> **Tasks**:
• 1. In the cemetery etiquette list, retype the stretch from "XV. For a zero" through "holders to burn." word for word.
• 2. What kind of candles does the cemetery etiquette list recommend?

> **Selected excerpt**:

IV. Use your cell phone sparingly as sound tends to travel in open spaces like the cemetery; tone down your ringing tone or keep it on silent or vibrating mode.

V. Be happy with your departed loved ones without being boisterous. The cemetery is not a fish market or “palengke,” tone down your voice so as not to disrupt or infuriate others.

VI. Refrain from engaging in disruptive or raucous activities such as playing board, card or computer games, bingo, mahjong,“truth or consequence,” “spirit of the glass,” etc.

VII. Be courteous (and stay out of trouble) by not walking over the tombs or standing on top of a grave.

VIII. Keep watch over your children and do not let them run wild around the place. Show them the meaning of paying respects to the dead. The cemetery is not a playground nor a theme park; no running over the graves and no fights and shouting matches, too.

IX. Take care of the plants and the trees; keep off the plants; do not pick flowers, even wildflowers; do not break tree branches; do not hammer a nail into a tree, which may hurt and damage it.

X. Walk, ride a bicycle or pedicab or take public transportation to the cemetery. If you are driving a car, coordinate with your family members for maximum carpooling. You do not only save on gas, but also help in decongesting cemeteries and nearby communities.

XI. Turn off idling engines to reduce energy consumption and avoid emitting toxic fumes.

XII. Follow the traffic signs, rules and regulations as instructed by the cemetery management or the local barangay or police.

XIII. Refrain from distributing real estate brochures, political leaflets and other promotional materials that could only add to garbage woe of the cemetery and its host community.

XIV. For your own convenience and safety, opt not to remain in the cemetery after dark, especially in places with no adequate lighting and security.

XV. For a zero waste, toxics-free observance of Undas, please consider the following:

1. Pick lead-free, clean-burning candles that do not yield black fumes or soot. Set alight a limited number of candles to reduce heat and pollution. Do not let candles’plastic receptacles or holders to burn.

2. Offer local fresh flowers, not plastic ones, or consider bringing potted plants and flowers instead. Simple, inexpensive flowers will do. Avoid wrapping floral or plant offerings in plastic, which will sooner or later end up as trash.

> **Records provided**:
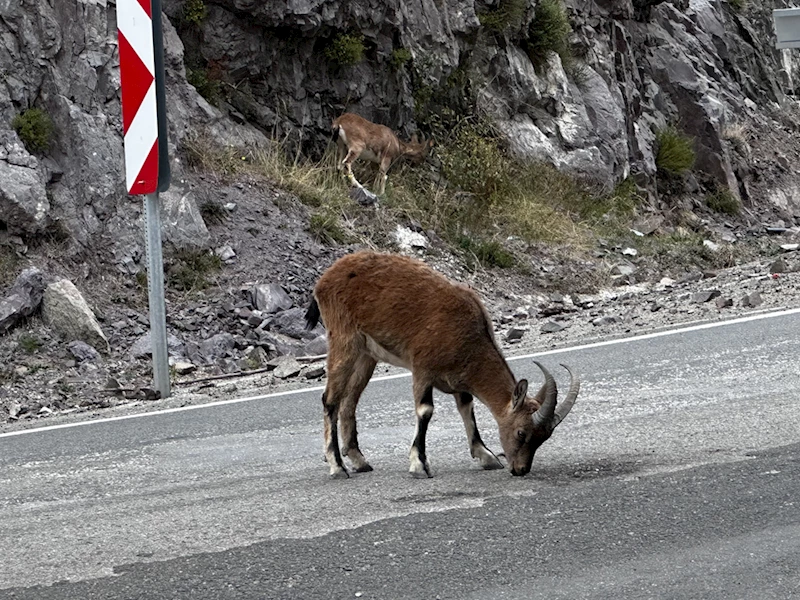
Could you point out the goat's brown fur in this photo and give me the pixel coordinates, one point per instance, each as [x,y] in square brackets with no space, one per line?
[383,307]
[356,137]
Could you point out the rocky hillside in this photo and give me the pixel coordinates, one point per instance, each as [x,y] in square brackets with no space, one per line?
[591,99]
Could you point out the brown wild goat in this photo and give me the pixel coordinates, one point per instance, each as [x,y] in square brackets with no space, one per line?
[390,308]
[356,138]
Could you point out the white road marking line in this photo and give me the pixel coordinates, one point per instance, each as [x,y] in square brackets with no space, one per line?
[319,388]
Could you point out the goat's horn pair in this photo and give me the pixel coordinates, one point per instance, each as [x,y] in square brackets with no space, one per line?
[547,414]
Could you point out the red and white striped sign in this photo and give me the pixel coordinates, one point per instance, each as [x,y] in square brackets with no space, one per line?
[139,109]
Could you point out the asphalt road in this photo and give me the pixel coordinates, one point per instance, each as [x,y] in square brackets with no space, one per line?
[677,475]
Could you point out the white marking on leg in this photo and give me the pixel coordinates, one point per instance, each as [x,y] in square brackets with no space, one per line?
[416,468]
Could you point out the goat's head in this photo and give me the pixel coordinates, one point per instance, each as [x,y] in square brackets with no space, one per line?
[531,421]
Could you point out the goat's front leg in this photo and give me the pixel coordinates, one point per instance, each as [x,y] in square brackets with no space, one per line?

> **Responses**:
• 1.
XV. For a zero waste, toxics-free observance of Undas, please consider the following:

1. Pick lead-free, clean-burning candles that do not yield black fumes or soot. Set alight a limited number of candles to reduce heat and pollution. Do not let candles’plastic receptacles or holders to burn.

• 2. Lead-free, clean-burning candles that do not yield black fumes or soot.